What you will do: Can you render the lines below as a JSON list of strings, with one string per line and any blank lines skipped?

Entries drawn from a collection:
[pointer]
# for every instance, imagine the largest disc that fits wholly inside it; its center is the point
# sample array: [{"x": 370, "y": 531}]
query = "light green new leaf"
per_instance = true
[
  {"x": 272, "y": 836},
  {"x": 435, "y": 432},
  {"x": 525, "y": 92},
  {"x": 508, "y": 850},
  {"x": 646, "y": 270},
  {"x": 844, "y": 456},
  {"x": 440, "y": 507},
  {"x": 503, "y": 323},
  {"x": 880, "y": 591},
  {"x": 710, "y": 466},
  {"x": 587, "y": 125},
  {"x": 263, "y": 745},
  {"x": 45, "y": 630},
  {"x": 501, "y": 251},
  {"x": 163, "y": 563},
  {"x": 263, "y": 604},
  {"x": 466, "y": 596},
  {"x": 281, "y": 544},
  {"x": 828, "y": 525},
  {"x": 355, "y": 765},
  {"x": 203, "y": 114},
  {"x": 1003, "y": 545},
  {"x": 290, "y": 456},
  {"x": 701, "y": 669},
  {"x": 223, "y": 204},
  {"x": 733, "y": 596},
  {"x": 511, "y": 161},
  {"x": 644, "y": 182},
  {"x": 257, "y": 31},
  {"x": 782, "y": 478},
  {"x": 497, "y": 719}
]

Response for this exercise:
[
  "[pointer]",
  "# for every instance, imagine the largest disc that fits wholly inside it; its center is the point",
  "# sample array: [{\"x\": 370, \"y\": 531}]",
  "query = \"light green new leaf\"",
  "per_instance = true",
  "[",
  "  {\"x\": 272, \"y\": 836},",
  "  {\"x\": 435, \"y\": 432},",
  "  {\"x\": 525, \"y\": 92},",
  "  {\"x\": 508, \"y\": 850},",
  "  {\"x\": 646, \"y\": 270},",
  "  {\"x\": 844, \"y\": 456},",
  "  {\"x\": 440, \"y\": 507},",
  "  {\"x\": 503, \"y\": 323},",
  "  {\"x\": 880, \"y\": 591},",
  "  {\"x\": 710, \"y\": 466},",
  "  {\"x\": 587, \"y\": 125},",
  "  {\"x\": 263, \"y\": 745},",
  "  {\"x\": 45, \"y\": 630},",
  "  {\"x\": 501, \"y\": 251},",
  "  {\"x\": 163, \"y\": 563},",
  "  {\"x\": 263, \"y\": 604},",
  "  {\"x\": 466, \"y\": 596},",
  "  {\"x\": 281, \"y\": 544},",
  "  {\"x\": 828, \"y\": 525},",
  "  {\"x\": 355, \"y\": 765},",
  "  {\"x\": 203, \"y\": 114},",
  "  {\"x\": 1003, \"y\": 545},",
  "  {\"x\": 290, \"y\": 456},",
  "  {\"x\": 701, \"y\": 669},",
  "  {\"x\": 223, \"y\": 204},",
  "  {\"x\": 733, \"y\": 596},",
  "  {\"x\": 511, \"y\": 161},",
  "  {\"x\": 644, \"y\": 182},",
  "  {\"x\": 257, \"y\": 31},",
  "  {\"x\": 782, \"y\": 478},",
  "  {\"x\": 497, \"y\": 719}",
  "]"
]